Saved data entries

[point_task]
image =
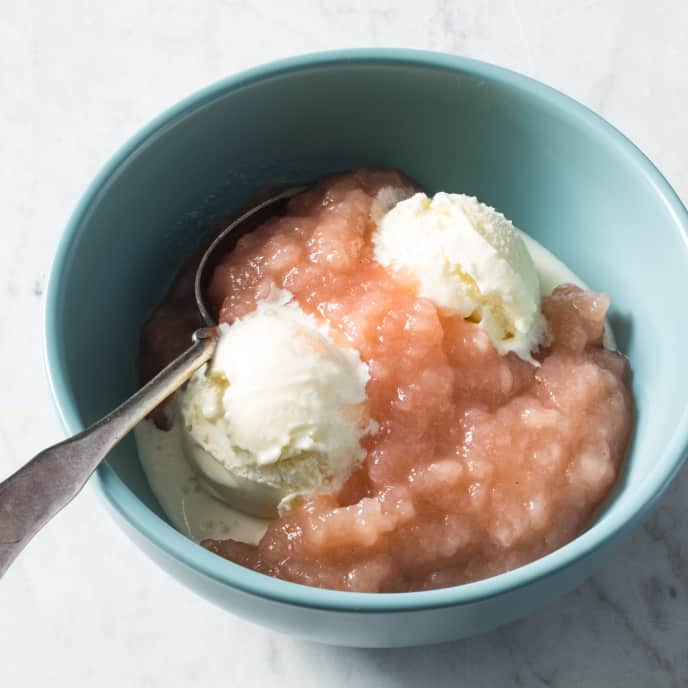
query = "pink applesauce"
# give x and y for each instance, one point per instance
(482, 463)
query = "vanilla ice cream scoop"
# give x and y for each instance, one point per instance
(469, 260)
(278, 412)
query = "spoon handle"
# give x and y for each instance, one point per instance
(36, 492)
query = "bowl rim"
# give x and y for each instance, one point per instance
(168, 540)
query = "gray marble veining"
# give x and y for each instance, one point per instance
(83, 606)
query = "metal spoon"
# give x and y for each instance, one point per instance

→ **WORK TO BE COMPLETED**
Count how many lines in the data above include the string "query", and write only that number.

→ **OUTPUT BELOW**
6